-- SELECTED TEXT --
# What is the definite integral of y=sin2x/square root(1+sin^4 x)?the upper limit of integration is pi/2 and the lower limit is 0

### 2 Answers | Add Yours

We'll solve the integral using substitution.

Let (sin x)^2 = t.

If we'll differentiate both sides, we'll get:

2 sin x*cos x dx = dt

But 2 sin x* cos x = sin 2x => sin 2x dx = dt

We'll re-write the integral in t:

Int sin 2x dx/sqrt[1+(sin x)^4] = Int dt/sqrt(1 + t^2)

Int dt/sqrt(1 + t^2) = ln [t + sqrt(1+t^2)]

We'll apply Leibniz Newton formula.

Since the variable x was changed, we'll change the value of limits of integration, too.

If x = 0 => (sin 0)^2 = 0 = t

If x = pi/2 => (sin pi/2)^2 = 1 = t

Int dt/sqrt(1 + t^2) = F(1) - F(0)

F(0) = ln [0 + sqrt(1+0^2)] = ln 1 = 0

F(1) = ln [1 + sqrt(1+1^2)]

F(1) = ln (1+sqrt2)

F(1) - F(0) = ln (1+sqrt2)

**The requested definite integral, if x = 0 to x = pi/2, is: Int sin 2x dx/sqrt[1+(sin x)^4] = ln (1+sqrt2).**

We have to determine the definite integral of y = sin 2x /sqrt(1 + (sin x)^4), x = 0 to x = pi/2

Int [ sin 2x /sqrt(1 + (sin x)^4) dx]

let 1 + (sin x)^2 = y

dy/dx = 2*sin x* cos x = sin 2x

=> dy = sin 2x dx

Int [ sin 2x /sqrt(1 + (sin x)^4) dx]

=> Int [ 1/sqrt ( 1 + y^2) dy]

=> arcsinh(y)

substitute y = 1 + (sin x)^2

=> arcsinh(1 + (sin x)^2) + C

Between the limits x = 0 and x = pi/2, the definite integral is

arcsinh(1 + 1) - arcsinh(1)

=> arcsinh(2) - arcsinh(1)

**The definite integral is arcsinh(2) - arcsinh(1)**

-- DATASET ENTRIES --
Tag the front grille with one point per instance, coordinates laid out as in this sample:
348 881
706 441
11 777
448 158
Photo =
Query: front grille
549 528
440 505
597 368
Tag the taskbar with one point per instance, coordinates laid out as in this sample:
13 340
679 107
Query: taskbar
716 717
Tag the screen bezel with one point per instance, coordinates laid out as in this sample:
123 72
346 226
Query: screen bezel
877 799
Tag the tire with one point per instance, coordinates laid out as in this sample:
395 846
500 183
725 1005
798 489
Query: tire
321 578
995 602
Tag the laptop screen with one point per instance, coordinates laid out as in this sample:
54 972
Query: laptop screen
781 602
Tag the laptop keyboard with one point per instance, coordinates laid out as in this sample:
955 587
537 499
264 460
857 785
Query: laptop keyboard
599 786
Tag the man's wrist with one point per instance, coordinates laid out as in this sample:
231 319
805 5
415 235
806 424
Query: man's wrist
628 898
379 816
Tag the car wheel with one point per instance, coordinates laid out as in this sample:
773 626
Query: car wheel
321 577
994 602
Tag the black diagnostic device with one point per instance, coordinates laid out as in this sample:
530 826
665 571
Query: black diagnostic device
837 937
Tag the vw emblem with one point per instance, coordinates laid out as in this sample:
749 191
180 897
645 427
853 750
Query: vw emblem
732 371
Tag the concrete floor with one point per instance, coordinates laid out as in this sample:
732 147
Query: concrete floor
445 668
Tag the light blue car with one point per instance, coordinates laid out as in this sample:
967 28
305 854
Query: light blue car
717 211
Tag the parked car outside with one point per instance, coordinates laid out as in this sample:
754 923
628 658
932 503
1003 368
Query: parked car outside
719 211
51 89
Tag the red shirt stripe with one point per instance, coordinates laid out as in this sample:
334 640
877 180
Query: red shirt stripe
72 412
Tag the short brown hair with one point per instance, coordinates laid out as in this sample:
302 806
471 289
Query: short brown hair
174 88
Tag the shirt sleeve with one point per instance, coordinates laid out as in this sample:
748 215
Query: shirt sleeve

-- STATED TASK A --
In the integration thread, what value does the first answer give for the definite integral?
-- STATED TASK B --
Transcribe the passage of the integration thread starting at "If we'll differentiate" and ending at "x)^4] = Int dt/sqrt(1 + t^2)".

-- CORRECT RESULT A --
ln (1+sqrt2)

-- CORRECT RESULT B --
If we'll differentiate both sides, we'll get:

2 sin x*cos x dx = dt

But 2 sin x* cos x = sin 2x => sin 2x dx = dt

We'll re-write the integral in t:

Int sin 2x dx/sqrt[1+(sin x)^4] = Int dt/sqrt(1 + t^2)